Exercise materials Start Marker
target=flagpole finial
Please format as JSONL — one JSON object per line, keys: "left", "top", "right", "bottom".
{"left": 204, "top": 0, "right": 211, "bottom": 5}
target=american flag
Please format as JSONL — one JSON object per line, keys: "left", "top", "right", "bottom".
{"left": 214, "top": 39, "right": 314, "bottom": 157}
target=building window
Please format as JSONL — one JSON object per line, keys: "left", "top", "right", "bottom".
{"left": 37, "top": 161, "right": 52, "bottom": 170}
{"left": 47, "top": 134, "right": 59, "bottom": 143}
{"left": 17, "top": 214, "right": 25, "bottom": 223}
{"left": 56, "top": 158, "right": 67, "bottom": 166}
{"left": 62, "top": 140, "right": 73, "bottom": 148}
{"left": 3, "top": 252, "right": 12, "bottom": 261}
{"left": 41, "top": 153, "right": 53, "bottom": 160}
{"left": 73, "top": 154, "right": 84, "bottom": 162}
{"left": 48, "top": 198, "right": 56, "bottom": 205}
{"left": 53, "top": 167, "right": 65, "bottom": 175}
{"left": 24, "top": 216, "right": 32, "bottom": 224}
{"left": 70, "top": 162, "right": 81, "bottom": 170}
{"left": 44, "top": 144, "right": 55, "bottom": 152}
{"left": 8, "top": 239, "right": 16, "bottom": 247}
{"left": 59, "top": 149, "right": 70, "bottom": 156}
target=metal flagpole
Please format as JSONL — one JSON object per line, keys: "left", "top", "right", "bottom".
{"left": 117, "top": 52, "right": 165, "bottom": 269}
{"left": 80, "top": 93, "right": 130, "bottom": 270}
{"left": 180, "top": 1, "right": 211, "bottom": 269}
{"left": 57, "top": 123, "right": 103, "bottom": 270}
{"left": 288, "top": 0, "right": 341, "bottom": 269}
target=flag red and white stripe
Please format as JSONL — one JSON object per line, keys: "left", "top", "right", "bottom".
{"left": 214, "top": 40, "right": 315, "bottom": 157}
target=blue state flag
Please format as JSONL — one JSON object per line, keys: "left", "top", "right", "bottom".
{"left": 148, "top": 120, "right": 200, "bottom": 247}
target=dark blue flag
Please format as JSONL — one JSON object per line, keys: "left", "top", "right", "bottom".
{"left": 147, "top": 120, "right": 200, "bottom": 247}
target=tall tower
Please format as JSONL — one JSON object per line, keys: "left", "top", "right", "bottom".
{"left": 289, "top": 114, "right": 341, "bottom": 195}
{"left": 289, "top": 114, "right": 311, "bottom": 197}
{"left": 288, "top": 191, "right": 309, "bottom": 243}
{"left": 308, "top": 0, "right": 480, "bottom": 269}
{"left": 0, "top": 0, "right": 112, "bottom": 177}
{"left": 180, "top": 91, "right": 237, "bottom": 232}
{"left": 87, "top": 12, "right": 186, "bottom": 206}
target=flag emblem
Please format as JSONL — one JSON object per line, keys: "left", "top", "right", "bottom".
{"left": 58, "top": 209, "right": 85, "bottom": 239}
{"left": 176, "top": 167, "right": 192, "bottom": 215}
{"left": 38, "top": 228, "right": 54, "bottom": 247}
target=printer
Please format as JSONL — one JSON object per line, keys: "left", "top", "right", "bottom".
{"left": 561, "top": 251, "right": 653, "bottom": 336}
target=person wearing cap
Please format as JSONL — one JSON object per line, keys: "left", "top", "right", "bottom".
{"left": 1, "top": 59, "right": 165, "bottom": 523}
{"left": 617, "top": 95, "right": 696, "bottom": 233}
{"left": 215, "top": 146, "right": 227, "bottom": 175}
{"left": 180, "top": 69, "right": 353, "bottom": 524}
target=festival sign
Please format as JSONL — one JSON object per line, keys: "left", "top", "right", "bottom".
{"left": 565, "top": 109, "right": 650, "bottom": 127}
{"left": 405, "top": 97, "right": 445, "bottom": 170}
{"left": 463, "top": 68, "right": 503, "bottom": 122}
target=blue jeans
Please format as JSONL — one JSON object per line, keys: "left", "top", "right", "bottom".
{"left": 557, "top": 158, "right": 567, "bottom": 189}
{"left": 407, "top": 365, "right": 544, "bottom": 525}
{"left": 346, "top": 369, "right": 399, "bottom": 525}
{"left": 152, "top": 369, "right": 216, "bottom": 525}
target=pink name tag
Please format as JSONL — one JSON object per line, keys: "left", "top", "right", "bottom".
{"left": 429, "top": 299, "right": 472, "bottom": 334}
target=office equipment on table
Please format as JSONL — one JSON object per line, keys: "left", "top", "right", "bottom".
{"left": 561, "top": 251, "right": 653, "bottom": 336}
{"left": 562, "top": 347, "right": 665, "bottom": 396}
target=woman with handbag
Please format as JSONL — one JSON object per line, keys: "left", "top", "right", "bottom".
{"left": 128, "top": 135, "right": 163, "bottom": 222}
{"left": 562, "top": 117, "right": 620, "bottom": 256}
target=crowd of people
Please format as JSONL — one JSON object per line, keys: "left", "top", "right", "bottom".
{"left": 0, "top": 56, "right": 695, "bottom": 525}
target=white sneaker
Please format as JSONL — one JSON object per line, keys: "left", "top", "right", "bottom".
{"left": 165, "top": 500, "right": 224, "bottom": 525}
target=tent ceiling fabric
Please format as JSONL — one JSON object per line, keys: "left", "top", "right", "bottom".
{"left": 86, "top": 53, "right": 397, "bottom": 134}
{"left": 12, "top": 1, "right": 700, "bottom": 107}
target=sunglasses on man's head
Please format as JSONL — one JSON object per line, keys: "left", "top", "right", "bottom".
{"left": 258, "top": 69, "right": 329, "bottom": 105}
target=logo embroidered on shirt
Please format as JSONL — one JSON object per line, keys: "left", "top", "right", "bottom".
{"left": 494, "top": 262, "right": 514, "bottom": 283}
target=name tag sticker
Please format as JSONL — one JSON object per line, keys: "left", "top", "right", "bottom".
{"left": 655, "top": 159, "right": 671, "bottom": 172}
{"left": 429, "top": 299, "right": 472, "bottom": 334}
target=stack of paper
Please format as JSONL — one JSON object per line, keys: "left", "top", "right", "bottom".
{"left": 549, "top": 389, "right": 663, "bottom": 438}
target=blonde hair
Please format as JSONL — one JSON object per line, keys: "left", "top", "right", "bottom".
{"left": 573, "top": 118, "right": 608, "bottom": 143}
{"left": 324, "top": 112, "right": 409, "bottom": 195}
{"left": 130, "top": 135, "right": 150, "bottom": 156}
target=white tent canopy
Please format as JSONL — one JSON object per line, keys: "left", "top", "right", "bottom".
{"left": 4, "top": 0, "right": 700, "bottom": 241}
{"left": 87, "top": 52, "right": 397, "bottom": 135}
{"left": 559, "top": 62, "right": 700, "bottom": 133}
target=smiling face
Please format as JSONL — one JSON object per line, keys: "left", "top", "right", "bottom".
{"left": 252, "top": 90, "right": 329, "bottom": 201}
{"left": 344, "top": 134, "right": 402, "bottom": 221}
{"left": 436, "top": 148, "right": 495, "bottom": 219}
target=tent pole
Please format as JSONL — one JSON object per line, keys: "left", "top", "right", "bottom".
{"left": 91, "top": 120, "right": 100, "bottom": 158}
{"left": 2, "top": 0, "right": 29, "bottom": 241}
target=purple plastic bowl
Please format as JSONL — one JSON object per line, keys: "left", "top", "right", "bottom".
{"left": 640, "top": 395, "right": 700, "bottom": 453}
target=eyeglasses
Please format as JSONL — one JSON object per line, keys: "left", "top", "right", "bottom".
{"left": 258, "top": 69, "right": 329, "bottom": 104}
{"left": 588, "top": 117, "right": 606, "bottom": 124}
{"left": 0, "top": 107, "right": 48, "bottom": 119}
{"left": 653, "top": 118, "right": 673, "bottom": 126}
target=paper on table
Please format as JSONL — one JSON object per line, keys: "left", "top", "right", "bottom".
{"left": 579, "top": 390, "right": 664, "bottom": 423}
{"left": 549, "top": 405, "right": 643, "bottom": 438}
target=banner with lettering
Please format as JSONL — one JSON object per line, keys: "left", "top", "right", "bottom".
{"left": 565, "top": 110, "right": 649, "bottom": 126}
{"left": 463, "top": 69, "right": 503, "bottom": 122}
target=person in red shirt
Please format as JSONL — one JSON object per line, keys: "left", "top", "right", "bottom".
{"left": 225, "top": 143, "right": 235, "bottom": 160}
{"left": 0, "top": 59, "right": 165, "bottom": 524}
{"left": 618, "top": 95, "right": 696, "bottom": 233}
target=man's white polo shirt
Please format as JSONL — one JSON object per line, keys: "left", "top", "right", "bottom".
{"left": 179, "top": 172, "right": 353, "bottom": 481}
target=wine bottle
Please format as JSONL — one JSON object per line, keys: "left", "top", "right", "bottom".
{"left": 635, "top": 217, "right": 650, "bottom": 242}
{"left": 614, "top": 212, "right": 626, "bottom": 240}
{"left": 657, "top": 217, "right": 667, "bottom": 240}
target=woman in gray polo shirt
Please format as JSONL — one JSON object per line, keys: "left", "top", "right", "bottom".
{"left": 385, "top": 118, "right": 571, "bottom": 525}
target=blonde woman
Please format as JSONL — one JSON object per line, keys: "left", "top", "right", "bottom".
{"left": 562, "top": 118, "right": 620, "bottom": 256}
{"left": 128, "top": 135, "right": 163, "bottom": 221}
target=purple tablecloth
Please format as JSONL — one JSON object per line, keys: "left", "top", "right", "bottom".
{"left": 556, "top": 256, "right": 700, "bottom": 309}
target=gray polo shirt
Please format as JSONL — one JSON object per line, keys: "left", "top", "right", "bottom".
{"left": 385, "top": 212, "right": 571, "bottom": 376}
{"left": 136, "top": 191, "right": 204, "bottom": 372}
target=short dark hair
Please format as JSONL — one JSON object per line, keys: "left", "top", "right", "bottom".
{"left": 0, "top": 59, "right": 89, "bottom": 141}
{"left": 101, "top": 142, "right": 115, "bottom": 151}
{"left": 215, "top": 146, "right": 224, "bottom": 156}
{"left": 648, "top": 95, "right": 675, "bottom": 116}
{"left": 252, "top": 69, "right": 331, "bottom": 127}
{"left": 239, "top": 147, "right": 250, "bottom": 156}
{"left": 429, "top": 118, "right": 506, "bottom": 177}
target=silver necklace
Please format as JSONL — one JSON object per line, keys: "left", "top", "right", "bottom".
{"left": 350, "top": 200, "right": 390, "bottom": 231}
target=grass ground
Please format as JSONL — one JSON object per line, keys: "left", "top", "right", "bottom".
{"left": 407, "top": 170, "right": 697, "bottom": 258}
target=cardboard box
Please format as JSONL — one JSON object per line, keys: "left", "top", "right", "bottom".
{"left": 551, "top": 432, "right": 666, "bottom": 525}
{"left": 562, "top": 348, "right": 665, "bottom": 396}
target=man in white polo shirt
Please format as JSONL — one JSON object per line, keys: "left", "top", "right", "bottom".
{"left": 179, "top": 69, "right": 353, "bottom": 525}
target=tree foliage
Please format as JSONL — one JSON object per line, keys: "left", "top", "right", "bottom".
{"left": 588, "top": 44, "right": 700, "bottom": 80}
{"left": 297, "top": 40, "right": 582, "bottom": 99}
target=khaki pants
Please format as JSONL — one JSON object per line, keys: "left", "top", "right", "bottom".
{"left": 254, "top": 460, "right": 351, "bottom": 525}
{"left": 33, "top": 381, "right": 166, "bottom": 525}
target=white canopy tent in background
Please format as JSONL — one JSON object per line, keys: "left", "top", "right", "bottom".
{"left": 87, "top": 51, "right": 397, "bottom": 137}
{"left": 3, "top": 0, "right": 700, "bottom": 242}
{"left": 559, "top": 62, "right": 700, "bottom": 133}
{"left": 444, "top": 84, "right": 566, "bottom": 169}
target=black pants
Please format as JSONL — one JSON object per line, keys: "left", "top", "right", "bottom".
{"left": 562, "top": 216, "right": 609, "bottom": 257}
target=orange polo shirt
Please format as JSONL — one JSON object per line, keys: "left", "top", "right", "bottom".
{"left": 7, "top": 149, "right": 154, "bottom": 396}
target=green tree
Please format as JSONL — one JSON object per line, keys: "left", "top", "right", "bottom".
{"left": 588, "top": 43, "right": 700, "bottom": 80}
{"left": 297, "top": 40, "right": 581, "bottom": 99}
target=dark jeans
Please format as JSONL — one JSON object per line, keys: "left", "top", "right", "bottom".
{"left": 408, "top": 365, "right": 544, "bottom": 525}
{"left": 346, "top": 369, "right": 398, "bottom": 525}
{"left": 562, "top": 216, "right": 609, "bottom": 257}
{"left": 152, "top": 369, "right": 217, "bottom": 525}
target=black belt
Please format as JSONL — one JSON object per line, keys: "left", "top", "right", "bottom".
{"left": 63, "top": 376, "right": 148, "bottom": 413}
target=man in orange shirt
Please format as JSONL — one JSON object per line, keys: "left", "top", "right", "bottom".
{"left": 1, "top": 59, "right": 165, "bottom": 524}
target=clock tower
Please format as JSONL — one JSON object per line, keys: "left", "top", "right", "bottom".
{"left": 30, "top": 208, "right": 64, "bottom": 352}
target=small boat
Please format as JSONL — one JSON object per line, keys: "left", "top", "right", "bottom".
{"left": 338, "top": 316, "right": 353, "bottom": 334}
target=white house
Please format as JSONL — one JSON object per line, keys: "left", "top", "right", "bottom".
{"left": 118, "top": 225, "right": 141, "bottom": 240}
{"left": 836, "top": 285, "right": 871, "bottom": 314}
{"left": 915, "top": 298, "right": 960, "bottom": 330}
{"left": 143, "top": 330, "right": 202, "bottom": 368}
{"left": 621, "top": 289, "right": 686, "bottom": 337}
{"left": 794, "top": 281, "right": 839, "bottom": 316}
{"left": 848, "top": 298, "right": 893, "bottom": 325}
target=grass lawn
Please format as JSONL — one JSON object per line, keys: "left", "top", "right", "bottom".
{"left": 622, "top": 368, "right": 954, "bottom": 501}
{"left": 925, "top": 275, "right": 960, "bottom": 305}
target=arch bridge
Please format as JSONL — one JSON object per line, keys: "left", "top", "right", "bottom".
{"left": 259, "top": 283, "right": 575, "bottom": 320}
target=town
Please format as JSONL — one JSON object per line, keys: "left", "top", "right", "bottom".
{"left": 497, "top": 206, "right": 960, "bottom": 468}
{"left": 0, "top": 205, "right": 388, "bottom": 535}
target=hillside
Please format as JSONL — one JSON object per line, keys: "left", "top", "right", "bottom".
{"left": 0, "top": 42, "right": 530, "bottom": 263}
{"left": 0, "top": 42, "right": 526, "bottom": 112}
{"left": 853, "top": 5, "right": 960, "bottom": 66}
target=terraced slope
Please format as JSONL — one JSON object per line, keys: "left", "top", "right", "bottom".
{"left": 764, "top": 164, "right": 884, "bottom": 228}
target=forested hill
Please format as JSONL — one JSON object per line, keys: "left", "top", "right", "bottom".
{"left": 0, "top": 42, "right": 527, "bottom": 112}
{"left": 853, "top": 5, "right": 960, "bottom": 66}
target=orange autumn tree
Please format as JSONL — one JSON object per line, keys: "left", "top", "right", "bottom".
Exercise materials End Marker
# Your task:
All that belongs in the answer is the lines from the start of the entries above through the line containing "target=american flag", each given exactly.

# Task answer:
target=flagpole finial
Please format as JSONL — one JSON object per line, keys: "left", "top", "right", "bottom".
{"left": 204, "top": 0, "right": 211, "bottom": 5}
target=american flag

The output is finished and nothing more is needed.